**What this task involves:** Rewrite all the rows below as a JSON list of strings, one string per line, with blank lines skipped. Leave the pictures out of the list.
+--
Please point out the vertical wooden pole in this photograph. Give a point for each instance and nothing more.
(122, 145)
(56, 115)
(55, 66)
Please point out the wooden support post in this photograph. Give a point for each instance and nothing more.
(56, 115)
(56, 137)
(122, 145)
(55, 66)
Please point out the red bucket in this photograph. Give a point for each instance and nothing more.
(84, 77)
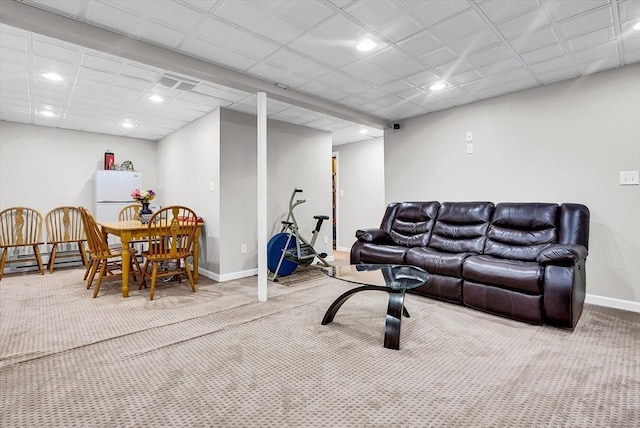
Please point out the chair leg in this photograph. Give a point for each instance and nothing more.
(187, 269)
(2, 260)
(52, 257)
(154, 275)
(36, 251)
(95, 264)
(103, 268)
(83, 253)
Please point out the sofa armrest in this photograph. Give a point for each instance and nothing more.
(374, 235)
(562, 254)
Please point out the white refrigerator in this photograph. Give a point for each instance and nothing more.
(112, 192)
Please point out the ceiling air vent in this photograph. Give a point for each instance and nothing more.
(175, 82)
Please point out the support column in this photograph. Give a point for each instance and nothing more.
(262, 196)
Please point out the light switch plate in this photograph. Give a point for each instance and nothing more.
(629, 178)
+--
**Worked answer:**
[
  "Please point out the vertical wooden pole in this photograph. Give a point for each instance and nothing more.",
  "(122, 145)",
  "(56, 115)",
  "(55, 66)",
  "Please point out the wooden support post in this photograph. Give a point for each instance and nothing more.",
  "(56, 115)",
  "(56, 137)",
  "(122, 145)",
  "(55, 66)",
  "Please point out the red bucket in this photograph. Give a point for each instance and nothing more.",
  "(84, 77)",
  "Please point out the chair leg in this photograph. Give a point for each instance and nothing more.",
  "(187, 269)",
  "(2, 260)",
  "(52, 257)",
  "(154, 275)",
  "(36, 251)",
  "(95, 264)",
  "(103, 268)",
  "(83, 253)",
  "Please point out the sofa armrest in this photograph. Give a point for each instance and nothing more.",
  "(374, 235)",
  "(562, 254)",
  "Please point out the white refrigerator in this photograph. Give a point for each instance and nothing more.",
  "(112, 192)",
  "Please point out the ceiling air vent in this photograph. Give a point for each instance and nothing more.",
  "(175, 82)",
  "Please point out the support column in this photograph. Give a point for each instance and nothing more.",
  "(262, 196)",
  "Please point out the light switch plate in this photograph. Give a point for each instance and nothing more.",
  "(629, 178)"
]